• _DATASET RECORDS_:
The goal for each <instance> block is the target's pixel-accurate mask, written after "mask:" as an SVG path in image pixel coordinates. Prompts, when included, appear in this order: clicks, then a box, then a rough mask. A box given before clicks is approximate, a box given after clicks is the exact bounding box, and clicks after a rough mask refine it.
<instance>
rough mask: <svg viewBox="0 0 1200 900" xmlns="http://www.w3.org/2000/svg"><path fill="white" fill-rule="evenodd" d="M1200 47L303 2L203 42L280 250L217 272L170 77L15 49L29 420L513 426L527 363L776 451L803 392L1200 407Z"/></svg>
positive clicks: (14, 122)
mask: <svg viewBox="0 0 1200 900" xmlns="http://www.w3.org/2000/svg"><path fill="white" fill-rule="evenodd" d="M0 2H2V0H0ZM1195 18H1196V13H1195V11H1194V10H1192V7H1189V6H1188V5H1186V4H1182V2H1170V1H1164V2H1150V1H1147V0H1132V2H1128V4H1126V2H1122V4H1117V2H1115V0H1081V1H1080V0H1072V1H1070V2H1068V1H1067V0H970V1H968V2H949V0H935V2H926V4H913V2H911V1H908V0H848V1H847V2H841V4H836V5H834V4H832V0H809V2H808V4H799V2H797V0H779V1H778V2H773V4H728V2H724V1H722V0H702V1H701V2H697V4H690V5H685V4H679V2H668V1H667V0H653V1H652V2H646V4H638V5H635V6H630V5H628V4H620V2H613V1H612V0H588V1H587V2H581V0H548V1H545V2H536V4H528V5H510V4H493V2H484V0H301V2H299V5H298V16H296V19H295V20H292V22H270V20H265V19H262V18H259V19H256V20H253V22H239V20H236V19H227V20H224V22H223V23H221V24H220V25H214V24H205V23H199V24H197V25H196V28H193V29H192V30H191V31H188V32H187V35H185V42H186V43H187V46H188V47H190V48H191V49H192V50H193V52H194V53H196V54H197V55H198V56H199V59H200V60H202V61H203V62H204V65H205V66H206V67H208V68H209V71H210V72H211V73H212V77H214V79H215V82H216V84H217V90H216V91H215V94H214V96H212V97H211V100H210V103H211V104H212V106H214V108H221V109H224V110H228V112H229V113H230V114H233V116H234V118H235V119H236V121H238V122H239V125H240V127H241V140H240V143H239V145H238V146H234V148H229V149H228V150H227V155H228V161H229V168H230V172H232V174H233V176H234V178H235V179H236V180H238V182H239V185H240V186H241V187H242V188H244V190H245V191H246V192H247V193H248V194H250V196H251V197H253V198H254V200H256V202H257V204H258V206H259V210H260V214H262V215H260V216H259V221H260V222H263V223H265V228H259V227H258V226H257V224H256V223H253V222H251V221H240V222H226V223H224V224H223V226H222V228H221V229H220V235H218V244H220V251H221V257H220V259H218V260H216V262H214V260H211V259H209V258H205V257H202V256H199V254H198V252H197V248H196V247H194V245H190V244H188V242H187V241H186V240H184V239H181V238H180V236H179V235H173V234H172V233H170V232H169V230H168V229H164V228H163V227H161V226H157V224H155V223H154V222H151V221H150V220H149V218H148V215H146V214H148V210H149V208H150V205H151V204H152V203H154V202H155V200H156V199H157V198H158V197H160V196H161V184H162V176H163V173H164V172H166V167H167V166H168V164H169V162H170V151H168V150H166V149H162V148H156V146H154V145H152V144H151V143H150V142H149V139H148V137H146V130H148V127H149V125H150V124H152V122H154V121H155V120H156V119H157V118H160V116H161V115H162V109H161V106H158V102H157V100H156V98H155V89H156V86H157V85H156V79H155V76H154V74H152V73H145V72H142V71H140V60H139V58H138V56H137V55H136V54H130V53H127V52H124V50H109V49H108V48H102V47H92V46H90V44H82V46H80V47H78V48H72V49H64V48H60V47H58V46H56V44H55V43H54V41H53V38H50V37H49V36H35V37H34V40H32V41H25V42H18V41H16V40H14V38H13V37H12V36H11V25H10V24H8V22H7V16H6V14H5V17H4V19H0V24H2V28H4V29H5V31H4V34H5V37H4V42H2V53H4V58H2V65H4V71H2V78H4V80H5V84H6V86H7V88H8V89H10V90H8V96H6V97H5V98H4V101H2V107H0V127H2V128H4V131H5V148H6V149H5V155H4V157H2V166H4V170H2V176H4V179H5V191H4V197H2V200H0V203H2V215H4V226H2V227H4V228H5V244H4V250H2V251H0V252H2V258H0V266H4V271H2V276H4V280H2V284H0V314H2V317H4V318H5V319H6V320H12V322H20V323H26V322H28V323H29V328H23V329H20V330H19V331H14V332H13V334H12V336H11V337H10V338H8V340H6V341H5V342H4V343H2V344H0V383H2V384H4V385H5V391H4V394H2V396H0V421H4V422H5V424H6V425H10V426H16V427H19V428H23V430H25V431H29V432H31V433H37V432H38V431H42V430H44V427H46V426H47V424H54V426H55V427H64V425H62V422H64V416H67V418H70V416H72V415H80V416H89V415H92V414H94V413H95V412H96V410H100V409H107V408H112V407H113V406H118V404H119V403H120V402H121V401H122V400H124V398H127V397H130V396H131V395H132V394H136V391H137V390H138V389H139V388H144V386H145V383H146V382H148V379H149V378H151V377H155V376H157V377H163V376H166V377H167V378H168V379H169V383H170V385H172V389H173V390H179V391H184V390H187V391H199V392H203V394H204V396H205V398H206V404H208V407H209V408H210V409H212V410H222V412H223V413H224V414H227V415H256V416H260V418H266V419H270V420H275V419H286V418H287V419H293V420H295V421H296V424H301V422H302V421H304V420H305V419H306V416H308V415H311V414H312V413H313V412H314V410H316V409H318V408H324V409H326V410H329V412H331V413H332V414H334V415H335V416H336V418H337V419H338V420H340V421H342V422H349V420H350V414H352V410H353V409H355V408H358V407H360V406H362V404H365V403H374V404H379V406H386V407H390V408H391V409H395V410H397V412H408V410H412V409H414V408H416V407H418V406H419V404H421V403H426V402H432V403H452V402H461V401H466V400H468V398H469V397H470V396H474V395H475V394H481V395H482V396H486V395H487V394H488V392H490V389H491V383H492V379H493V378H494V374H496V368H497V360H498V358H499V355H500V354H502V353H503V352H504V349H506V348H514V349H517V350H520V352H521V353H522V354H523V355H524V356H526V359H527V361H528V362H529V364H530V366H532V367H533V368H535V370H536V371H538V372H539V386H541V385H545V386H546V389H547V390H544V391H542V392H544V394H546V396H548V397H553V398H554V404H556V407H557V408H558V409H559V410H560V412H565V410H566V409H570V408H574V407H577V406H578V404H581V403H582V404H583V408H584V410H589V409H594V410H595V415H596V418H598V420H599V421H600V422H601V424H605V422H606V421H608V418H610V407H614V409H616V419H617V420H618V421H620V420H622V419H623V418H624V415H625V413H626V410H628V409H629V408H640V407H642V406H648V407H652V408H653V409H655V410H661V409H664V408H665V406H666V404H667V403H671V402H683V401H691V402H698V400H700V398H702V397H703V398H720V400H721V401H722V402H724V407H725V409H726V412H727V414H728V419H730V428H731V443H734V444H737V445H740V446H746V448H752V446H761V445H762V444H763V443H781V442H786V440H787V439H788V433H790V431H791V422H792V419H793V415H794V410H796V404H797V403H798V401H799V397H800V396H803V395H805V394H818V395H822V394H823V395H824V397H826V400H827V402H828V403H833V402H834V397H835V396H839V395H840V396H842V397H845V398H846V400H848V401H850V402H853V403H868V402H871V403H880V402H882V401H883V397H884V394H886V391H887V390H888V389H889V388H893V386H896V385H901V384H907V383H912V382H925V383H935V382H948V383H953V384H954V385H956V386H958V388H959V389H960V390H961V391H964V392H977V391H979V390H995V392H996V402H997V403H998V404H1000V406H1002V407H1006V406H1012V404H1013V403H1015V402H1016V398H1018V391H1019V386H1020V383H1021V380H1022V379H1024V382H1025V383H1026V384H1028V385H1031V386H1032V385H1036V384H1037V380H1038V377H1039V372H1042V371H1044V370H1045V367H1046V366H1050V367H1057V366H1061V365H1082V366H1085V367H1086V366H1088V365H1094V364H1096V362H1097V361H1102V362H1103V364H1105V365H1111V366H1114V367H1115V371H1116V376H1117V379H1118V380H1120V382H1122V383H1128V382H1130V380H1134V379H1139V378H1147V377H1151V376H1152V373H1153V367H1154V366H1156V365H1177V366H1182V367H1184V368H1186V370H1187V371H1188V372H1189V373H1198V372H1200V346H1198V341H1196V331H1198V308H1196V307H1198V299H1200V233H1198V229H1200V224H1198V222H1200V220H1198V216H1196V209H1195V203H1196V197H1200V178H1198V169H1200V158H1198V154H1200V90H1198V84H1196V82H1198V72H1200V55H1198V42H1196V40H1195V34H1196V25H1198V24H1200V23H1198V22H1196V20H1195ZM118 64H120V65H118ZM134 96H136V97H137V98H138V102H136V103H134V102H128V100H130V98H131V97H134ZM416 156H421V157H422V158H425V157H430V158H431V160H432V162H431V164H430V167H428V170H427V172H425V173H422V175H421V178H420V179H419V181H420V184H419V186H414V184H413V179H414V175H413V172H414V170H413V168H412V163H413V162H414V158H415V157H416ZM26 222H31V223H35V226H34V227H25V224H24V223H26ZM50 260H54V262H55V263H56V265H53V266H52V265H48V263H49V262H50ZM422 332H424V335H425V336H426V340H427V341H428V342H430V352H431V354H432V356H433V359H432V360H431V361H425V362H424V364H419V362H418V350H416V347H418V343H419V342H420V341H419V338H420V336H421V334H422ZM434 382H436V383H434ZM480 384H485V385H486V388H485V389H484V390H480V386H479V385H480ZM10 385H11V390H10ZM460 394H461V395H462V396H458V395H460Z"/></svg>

• _TASK STATEMENT_: Your answer must be the lines from the first line of the records through the line containing "rough mask: <svg", copied exactly.

• _EXERCISE ANSWER_:
The goal for each <instance> block is the target's pixel-accurate mask, written after "mask:" as an SVG path in image pixel coordinates. Prompts, when included, appear in this order: clicks, then a box, then a rough mask. A box given before clicks is approximate, a box given after clicks is the exact bounding box, and clicks after a rough mask refine it.
<instance>
rough mask: <svg viewBox="0 0 1200 900" xmlns="http://www.w3.org/2000/svg"><path fill="white" fill-rule="evenodd" d="M1200 47L303 2L203 42L280 250L217 272L170 77L15 49L29 420L513 426L527 363L776 451L803 392L1200 407Z"/></svg>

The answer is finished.